» Directive: Copy the following data word for word, from the first line to the last.
## BEGIN
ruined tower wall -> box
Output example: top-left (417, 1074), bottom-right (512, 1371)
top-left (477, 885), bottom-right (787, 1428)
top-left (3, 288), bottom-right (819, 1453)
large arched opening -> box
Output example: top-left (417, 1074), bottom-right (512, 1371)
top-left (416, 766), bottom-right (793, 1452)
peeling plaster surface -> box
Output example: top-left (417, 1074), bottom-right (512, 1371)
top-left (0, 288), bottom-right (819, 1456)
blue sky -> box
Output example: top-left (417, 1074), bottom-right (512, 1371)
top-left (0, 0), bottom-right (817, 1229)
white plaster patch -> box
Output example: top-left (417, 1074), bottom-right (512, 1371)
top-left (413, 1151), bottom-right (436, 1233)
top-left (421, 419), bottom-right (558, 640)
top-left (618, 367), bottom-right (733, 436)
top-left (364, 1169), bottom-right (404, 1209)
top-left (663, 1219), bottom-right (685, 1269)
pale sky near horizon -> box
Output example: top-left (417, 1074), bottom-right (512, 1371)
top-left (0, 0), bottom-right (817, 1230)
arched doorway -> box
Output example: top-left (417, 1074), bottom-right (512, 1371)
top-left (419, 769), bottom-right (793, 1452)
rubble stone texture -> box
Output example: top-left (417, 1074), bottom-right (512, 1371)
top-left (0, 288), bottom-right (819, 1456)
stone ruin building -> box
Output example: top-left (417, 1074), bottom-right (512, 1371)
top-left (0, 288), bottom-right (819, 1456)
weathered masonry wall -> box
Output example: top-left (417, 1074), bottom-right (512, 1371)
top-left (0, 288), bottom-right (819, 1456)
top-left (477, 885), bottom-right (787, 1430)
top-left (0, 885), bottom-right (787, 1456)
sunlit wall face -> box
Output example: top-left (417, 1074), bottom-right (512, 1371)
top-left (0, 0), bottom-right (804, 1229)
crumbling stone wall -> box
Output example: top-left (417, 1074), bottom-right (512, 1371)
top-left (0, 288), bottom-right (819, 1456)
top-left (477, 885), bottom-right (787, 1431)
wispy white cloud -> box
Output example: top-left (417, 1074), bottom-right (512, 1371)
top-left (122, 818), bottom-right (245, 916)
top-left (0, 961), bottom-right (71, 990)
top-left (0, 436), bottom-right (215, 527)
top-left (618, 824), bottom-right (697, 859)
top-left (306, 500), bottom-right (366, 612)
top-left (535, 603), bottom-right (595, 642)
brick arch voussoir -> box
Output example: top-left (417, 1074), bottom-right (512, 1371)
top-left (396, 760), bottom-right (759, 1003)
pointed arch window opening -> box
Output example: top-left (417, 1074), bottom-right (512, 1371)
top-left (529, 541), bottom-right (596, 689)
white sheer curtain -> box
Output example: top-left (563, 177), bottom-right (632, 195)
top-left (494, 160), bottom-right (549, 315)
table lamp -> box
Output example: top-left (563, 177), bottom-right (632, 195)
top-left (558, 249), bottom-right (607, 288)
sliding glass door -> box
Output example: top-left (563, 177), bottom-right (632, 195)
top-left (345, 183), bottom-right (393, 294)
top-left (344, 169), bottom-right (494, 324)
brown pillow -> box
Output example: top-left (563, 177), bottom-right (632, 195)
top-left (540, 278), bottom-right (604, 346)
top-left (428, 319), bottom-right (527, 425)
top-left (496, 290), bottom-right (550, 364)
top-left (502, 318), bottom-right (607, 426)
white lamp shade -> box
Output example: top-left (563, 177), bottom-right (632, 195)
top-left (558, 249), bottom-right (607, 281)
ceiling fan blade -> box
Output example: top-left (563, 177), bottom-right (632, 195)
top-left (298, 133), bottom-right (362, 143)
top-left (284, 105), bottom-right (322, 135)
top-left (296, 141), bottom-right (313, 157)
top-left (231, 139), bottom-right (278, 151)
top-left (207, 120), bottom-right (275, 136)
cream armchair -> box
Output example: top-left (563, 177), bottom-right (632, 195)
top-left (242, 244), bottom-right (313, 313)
## END
» Output for this task:
ruined tower wall -> box
Output example: top-left (417, 1074), bottom-right (512, 1371)
top-left (477, 885), bottom-right (787, 1428)
top-left (3, 288), bottom-right (819, 1453)
large arched opening -> box
Output example: top-left (417, 1074), bottom-right (512, 1371)
top-left (416, 766), bottom-right (793, 1452)
peeling plaster surface -> box
Output example: top-left (417, 1074), bottom-right (512, 1371)
top-left (0, 288), bottom-right (819, 1456)
blue sky -> box
Output example: top-left (417, 1074), bottom-right (512, 1371)
top-left (0, 0), bottom-right (817, 1229)
white plaster patch -> box
Output example: top-left (417, 1074), bottom-right (512, 1371)
top-left (413, 1151), bottom-right (436, 1233)
top-left (421, 419), bottom-right (558, 640)
top-left (618, 367), bottom-right (733, 436)
top-left (364, 1169), bottom-right (404, 1209)
top-left (663, 1219), bottom-right (685, 1269)
pale sky near horizon -> box
Output example: top-left (417, 1074), bottom-right (512, 1371)
top-left (0, 0), bottom-right (817, 1230)
arched doorway -> box
Output example: top-left (417, 1074), bottom-right (512, 1371)
top-left (419, 769), bottom-right (793, 1452)
rubble stone texture -> box
Output example: top-left (417, 1074), bottom-right (512, 1371)
top-left (0, 288), bottom-right (819, 1456)
stone ruin building -> box
Output example: top-left (417, 1074), bottom-right (512, 1371)
top-left (0, 288), bottom-right (819, 1456)
weathered masonry wall -> box
Output example: top-left (417, 1074), bottom-right (512, 1371)
top-left (0, 288), bottom-right (819, 1456)
top-left (477, 885), bottom-right (787, 1430)
top-left (0, 885), bottom-right (787, 1456)
sunlit wall face -> box
Output example: top-left (417, 1074), bottom-right (512, 1371)
top-left (0, 0), bottom-right (804, 1229)
crumbling stone wall -> box
Output example: top-left (417, 1074), bottom-right (512, 1371)
top-left (0, 288), bottom-right (819, 1456)
top-left (477, 885), bottom-right (787, 1431)
wispy white cloud -> box
Output example: top-left (417, 1074), bottom-right (512, 1371)
top-left (122, 818), bottom-right (245, 916)
top-left (0, 961), bottom-right (71, 990)
top-left (0, 436), bottom-right (215, 527)
top-left (618, 824), bottom-right (697, 859)
top-left (306, 500), bottom-right (366, 612)
top-left (535, 603), bottom-right (595, 642)
brick arch voussoir -> box
Output example: top-left (417, 1074), bottom-right (512, 1371)
top-left (396, 760), bottom-right (759, 1003)
pointed arch window opening -> box
Output example: top-left (417, 1074), bottom-right (512, 1371)
top-left (529, 541), bottom-right (596, 689)
white sheer curtain -> box
Output example: top-left (563, 177), bottom-right (632, 195)
top-left (494, 160), bottom-right (549, 315)
table lamp -> box
Output example: top-left (563, 177), bottom-right (632, 195)
top-left (558, 249), bottom-right (607, 288)
sliding glass door -> box
Output example: top-left (563, 177), bottom-right (632, 195)
top-left (345, 183), bottom-right (393, 294)
top-left (344, 169), bottom-right (494, 324)
brown pillow -> box
Output example: top-left (563, 177), bottom-right (632, 195)
top-left (540, 278), bottom-right (604, 346)
top-left (428, 319), bottom-right (527, 425)
top-left (496, 290), bottom-right (550, 364)
top-left (502, 318), bottom-right (607, 426)
white lamp shade -> box
Output example: top-left (563, 177), bottom-right (632, 195)
top-left (558, 249), bottom-right (607, 281)
ceiling fan blade -> box
Output example: top-left (563, 177), bottom-right (632, 195)
top-left (298, 133), bottom-right (362, 143)
top-left (284, 105), bottom-right (322, 135)
top-left (296, 141), bottom-right (313, 157)
top-left (231, 139), bottom-right (278, 151)
top-left (207, 120), bottom-right (275, 136)
cream armchair -> box
Output example: top-left (563, 177), bottom-right (632, 195)
top-left (242, 244), bottom-right (313, 313)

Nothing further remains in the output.